» **Tâches à réaliser**:
a: D'après l'extrait ci-dessous, à quelle heure est fixé le rendez-vous pour la navette gratuite ?
b: Reproduisez sans modification le segment de l'extrait ci-dessous qui va de « Avec le Relais » jusqu'à « et Sean Raspet. ».
c: Dans l'extrait ci-dessous, condensez sous forme de liste le paragraphe commençant par « Navette gratuite le samedi 15 juin », en conservant ses informations principales.

____ Extrait

Avec le Relais Assistantes Maternelles de Cheptainville, l’École maternelle Eugénie Cotton de Brétigny-sur-Orge, l'Accueil de loisirs Mik’Ados de Brétigny-sur-Orge, le Collège Blaise Pascal de Villemoisson-sur-Orge et le Lycée Léonard de Vinci de Saint-Michel-sur-Orge.

Collaborateurs artistiques: Sacha Béraud et François Dézafit.

Navette gratuite le samedi 15 juin. Rendez-vous à 14h30 au 104 avenue de France, 75013 Paris (métro Bibliothèque François Mitterrand). Réservation indispensable: reservation@cacbretigny.com

Cet évènement sera accompagné de la présentation de l'édition Co-création et des oeuvres in situ de Géraldine Longueville et Sean Raspet.

________
____ Lignes fournies

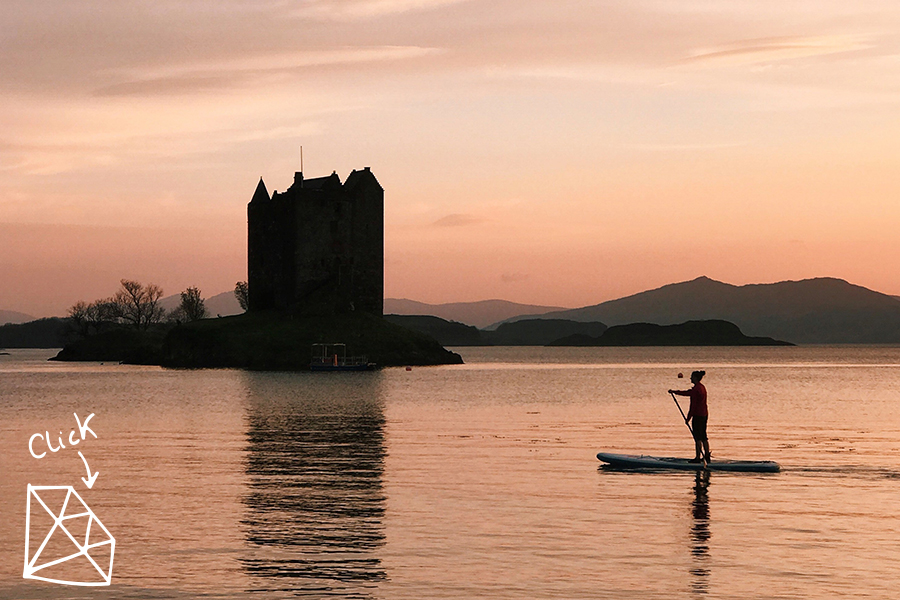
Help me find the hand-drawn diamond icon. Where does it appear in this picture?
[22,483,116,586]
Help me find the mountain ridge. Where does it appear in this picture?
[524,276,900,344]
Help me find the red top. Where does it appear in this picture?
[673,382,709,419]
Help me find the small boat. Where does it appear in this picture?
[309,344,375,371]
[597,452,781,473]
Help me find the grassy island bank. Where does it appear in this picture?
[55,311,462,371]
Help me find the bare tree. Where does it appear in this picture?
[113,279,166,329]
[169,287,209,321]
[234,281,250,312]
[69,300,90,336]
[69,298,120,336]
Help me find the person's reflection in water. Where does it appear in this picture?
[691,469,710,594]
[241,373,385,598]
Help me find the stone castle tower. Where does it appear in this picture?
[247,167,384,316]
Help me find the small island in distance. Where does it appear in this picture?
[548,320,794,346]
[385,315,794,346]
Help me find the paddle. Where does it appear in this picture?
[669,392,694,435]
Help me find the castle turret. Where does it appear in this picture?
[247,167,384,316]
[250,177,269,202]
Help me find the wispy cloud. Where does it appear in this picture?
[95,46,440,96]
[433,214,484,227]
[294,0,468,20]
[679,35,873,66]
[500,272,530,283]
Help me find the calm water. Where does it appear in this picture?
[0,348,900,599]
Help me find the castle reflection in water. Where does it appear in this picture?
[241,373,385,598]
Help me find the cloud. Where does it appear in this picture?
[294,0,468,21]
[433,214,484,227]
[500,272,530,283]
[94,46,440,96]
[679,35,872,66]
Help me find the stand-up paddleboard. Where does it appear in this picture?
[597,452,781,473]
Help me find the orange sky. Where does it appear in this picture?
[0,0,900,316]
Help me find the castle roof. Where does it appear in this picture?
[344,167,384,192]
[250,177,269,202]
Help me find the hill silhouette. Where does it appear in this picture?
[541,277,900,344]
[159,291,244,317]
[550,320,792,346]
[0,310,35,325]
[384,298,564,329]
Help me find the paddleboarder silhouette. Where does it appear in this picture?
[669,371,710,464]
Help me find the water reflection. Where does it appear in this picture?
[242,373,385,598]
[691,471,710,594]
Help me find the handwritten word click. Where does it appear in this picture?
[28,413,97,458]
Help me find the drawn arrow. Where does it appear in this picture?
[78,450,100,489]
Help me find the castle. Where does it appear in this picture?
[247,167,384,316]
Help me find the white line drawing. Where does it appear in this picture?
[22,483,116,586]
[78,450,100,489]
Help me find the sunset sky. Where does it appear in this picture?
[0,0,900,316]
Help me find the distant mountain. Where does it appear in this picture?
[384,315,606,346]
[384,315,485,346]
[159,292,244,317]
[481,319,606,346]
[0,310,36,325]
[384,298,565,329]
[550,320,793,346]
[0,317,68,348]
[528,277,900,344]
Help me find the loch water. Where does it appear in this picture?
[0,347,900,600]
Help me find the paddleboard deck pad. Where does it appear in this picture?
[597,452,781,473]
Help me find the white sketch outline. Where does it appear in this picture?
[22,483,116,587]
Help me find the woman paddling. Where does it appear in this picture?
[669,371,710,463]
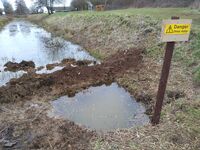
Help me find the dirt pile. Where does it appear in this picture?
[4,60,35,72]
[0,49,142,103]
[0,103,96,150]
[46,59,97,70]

________

» **Réponses aux tâches**:
a: À 14h30.

b:
Avec le Relais Assistantes Maternelles de Cheptainville, l’École maternelle Eugénie Cotton de Brétigny-sur-Orge, l'Accueil de loisirs Mik’Ados de Brétigny-sur-Orge, le Collège Blaise Pascal de Villemoisson-sur-Orge et le Lycée Léonard de Vinci de Saint-Michel-sur-Orge.

Collaborateurs artistiques: Sacha Béraud et François Dézafit.

Navette gratuite le samedi 15 juin. Rendez-vous à 14h30 au 104 avenue de France, 75013 Paris (métro Bibliothèque François Mitterrand). Réservation indispensable: reservation@cacbretigny.com

Cet évènement sera accompagné de la présentation de l'édition Co-création et des oeuvres in situ de Géraldine Longueville et Sean Raspet.

c:
- Navette gratuite : samedi 15 juin
- Rendez-vous : 14h30, 104 avenue de France, 75013 Paris (métro Bibliothèque François Mitterrand)
- Réservation obligatoire : reservation@cacbretigny.com